When I go to pkg1 and do python setup.py install a pkg-1.0-py3.6.egg directory is made in env/lib/python3.6/site-packages which is a member of sys.path and thus is searched when we try to do an import. I can then do from pkg import module1 but from pkg import module2 will fail because it's not installed. If I go to the pkg2 directory next and python setup.py install then python makes noises about the package already being installed (recall that both have the same name and version) and then I can do from pkg import module2 but from pkg import module1 will fail!

What's happening is the package is defined by the one __path__ coming from the last installed version, which ignores the other one. It's here that the need for namespace packages arises. Let's look at the three different methods (pkgutil, 'pkg_resource, and PEP 420) to gain an appreciation for PEP 420. Note that PEP 420 is accepted as the way to do imports as of python 3.3, so it's sometimes referred to as the native method.

pkgutil Method

This method essentially just adds to the __path__ in the __init__.py so that the children are all visible. Each __init__.py that is for a namespace needs to have

__path__ = __import__('pkgutil').extend_path(__path__, __name__)

and then the setup.py just needs to not be zip_safe:

from setuptools import setup

setup(
    name='pkg.moduleN',
    version='1',
    packages=['pkg.moduleN'],
    zip_safe=False
)

*Tasks to complete*.
1. Reproduce the portion of the namespace packages passage between "When I go to" and "module1 will fail!", inclusive.
2. Render into Spanish the following sentence from the namespace packages passage: "It's here that the need for namespace packages arises."
The material that follows has no connection to the passage on Python namespace packages.

*Data extract*.

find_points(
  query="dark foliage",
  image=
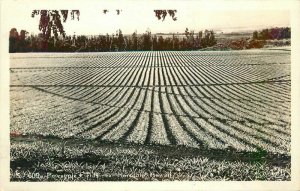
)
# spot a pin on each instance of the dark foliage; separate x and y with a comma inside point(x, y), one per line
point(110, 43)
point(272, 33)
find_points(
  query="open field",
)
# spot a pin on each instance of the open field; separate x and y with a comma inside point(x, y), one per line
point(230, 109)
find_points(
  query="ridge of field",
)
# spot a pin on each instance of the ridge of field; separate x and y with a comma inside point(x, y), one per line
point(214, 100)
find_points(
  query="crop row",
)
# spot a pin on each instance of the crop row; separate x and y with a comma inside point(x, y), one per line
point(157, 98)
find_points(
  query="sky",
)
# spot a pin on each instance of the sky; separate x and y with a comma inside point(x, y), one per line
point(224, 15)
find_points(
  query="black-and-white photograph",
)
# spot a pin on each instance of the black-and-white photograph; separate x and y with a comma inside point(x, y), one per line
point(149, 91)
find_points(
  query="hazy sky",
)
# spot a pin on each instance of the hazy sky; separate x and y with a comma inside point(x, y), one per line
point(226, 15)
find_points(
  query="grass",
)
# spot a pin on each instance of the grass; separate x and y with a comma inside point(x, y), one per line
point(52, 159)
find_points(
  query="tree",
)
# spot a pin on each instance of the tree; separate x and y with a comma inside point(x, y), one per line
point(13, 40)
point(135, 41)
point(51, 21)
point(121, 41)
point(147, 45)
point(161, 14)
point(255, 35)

...

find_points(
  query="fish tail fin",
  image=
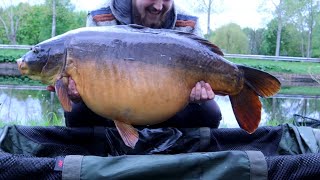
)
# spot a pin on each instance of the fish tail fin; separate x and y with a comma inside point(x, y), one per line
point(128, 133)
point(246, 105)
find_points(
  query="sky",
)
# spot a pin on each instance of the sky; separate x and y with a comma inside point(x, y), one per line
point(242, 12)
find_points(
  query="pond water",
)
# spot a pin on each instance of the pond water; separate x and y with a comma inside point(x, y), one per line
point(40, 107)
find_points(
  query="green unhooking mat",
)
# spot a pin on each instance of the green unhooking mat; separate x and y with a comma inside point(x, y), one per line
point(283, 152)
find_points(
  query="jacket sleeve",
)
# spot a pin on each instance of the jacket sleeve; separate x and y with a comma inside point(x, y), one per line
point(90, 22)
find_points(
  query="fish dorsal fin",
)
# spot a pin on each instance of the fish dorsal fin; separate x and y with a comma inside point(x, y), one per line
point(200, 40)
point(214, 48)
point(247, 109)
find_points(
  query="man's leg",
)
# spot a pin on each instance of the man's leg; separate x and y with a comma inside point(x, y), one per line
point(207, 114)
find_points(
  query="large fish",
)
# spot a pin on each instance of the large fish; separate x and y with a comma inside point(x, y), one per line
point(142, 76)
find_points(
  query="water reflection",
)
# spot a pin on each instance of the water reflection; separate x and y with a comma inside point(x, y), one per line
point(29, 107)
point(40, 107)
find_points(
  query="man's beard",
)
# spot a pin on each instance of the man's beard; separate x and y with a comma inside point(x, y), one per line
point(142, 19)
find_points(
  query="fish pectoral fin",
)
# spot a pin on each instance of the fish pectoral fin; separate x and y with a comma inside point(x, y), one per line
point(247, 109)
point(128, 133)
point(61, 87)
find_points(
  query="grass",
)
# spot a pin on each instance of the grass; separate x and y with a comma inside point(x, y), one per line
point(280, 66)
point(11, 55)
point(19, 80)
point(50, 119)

---

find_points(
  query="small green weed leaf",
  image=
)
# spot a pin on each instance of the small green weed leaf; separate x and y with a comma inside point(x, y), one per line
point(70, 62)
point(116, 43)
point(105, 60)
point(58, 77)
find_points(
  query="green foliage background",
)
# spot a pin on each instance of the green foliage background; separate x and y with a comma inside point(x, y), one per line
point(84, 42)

*Answers in order*.
1.
When I go to pkg1 and do python setup.py install a pkg-1.0-py3.6.egg directory is made in env/lib/python3.6/site-packages which is a member of sys.path and thus is searched when we try to do an import. I can then do from pkg import module1 but from pkg import module2 will fail because it's not installed. If I go to the pkg2 directory next and python setup.py install then python makes noises about the package already being installed (recall that both have the same name and version) and then I can do from pkg import module2 but from pkg import module1 will fail!

2. Es aquí donde surge la necesidad de los paquetes de espacio de nombres.